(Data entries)
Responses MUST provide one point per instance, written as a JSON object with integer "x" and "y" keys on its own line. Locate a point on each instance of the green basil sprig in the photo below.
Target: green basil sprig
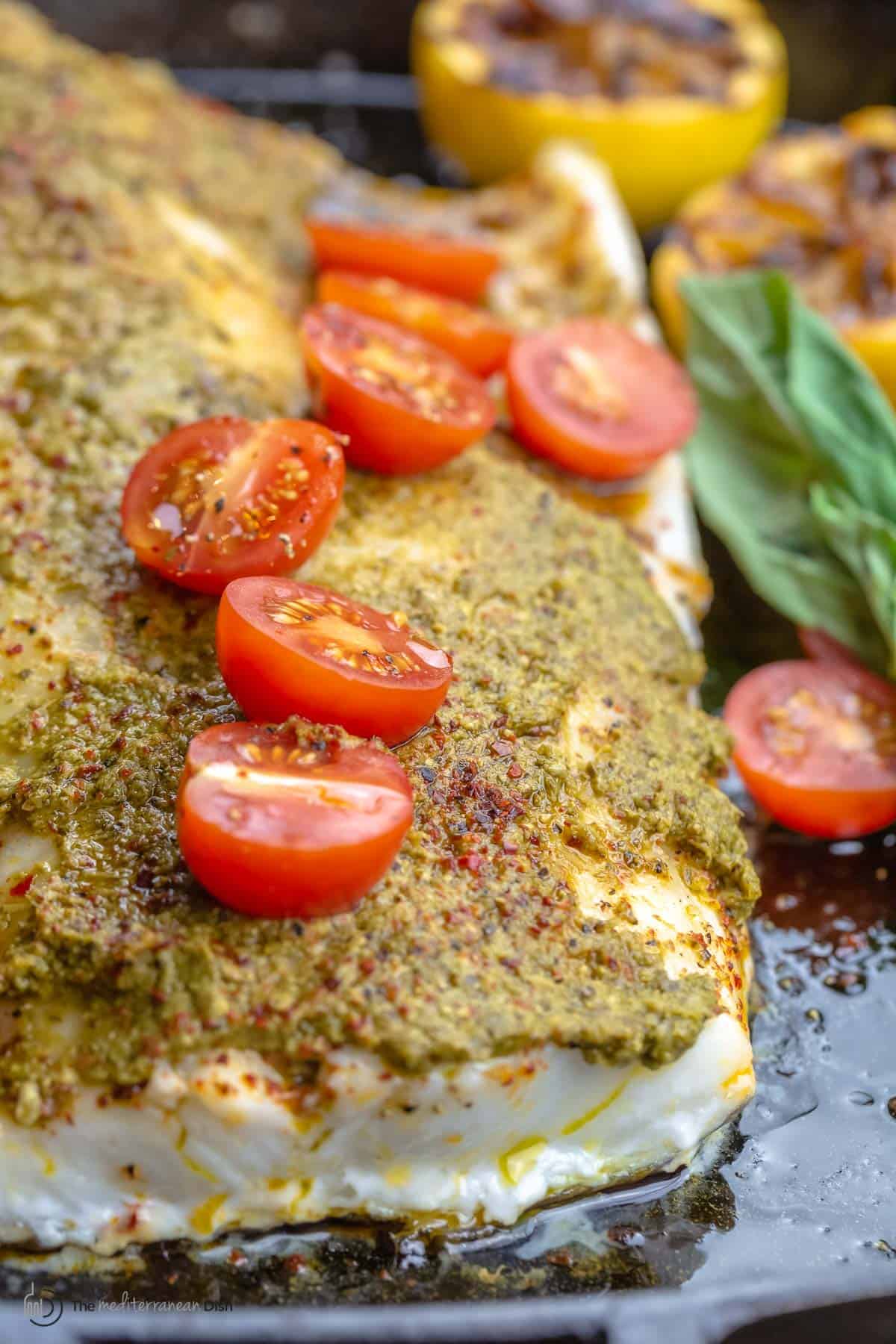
{"x": 794, "y": 458}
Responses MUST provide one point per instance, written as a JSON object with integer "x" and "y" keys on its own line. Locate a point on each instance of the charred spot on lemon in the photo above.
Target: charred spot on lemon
{"x": 815, "y": 205}
{"x": 289, "y": 821}
{"x": 403, "y": 405}
{"x": 294, "y": 648}
{"x": 230, "y": 497}
{"x": 668, "y": 102}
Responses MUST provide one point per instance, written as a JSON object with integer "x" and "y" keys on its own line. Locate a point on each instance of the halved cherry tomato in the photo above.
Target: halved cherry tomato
{"x": 294, "y": 648}
{"x": 405, "y": 405}
{"x": 476, "y": 339}
{"x": 445, "y": 262}
{"x": 815, "y": 745}
{"x": 597, "y": 399}
{"x": 228, "y": 497}
{"x": 287, "y": 823}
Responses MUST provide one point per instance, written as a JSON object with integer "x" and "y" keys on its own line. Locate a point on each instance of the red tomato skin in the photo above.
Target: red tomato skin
{"x": 272, "y": 688}
{"x": 476, "y": 339}
{"x": 822, "y": 647}
{"x": 282, "y": 880}
{"x": 381, "y": 436}
{"x": 559, "y": 438}
{"x": 214, "y": 576}
{"x": 440, "y": 262}
{"x": 810, "y": 806}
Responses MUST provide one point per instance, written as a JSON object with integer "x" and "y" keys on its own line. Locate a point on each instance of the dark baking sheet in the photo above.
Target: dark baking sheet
{"x": 793, "y": 1207}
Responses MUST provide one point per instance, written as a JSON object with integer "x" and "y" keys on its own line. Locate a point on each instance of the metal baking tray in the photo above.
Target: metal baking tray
{"x": 788, "y": 1226}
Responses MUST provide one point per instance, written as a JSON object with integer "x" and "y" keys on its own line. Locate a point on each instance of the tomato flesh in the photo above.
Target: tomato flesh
{"x": 447, "y": 264}
{"x": 598, "y": 401}
{"x": 287, "y": 823}
{"x": 403, "y": 405}
{"x": 815, "y": 745}
{"x": 294, "y": 648}
{"x": 474, "y": 337}
{"x": 227, "y": 497}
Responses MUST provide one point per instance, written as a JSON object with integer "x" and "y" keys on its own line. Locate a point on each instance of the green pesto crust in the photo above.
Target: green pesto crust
{"x": 474, "y": 944}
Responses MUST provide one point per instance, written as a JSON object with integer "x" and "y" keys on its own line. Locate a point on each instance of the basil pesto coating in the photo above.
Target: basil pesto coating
{"x": 114, "y": 329}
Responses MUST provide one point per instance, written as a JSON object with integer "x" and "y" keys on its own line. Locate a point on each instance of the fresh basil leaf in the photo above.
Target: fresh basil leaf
{"x": 766, "y": 376}
{"x": 844, "y": 411}
{"x": 867, "y": 544}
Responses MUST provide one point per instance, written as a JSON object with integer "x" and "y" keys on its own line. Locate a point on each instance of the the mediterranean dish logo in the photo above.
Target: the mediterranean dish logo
{"x": 43, "y": 1308}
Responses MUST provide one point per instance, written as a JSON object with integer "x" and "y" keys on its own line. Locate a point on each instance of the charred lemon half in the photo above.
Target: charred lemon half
{"x": 671, "y": 94}
{"x": 820, "y": 206}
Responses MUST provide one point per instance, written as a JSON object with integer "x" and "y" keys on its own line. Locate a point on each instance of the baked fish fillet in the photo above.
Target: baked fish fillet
{"x": 547, "y": 991}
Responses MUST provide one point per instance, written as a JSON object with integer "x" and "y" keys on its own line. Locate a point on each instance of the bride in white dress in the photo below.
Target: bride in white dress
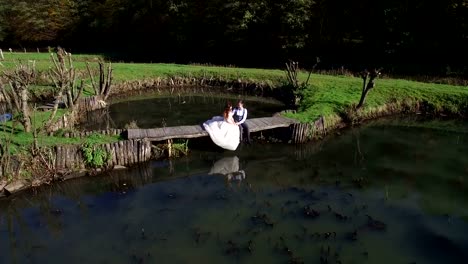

▸ **Work to be completed**:
Identify every line in the items above that contains the word "metal" and copy each such line.

▸ **Right answer**:
Responses MUST provide one point per instance, written as a JSON object with integer "x" and "y" keys on its own line. Locate a point on each instance of the metal baking tray in the photo above.
Target: metal baking tray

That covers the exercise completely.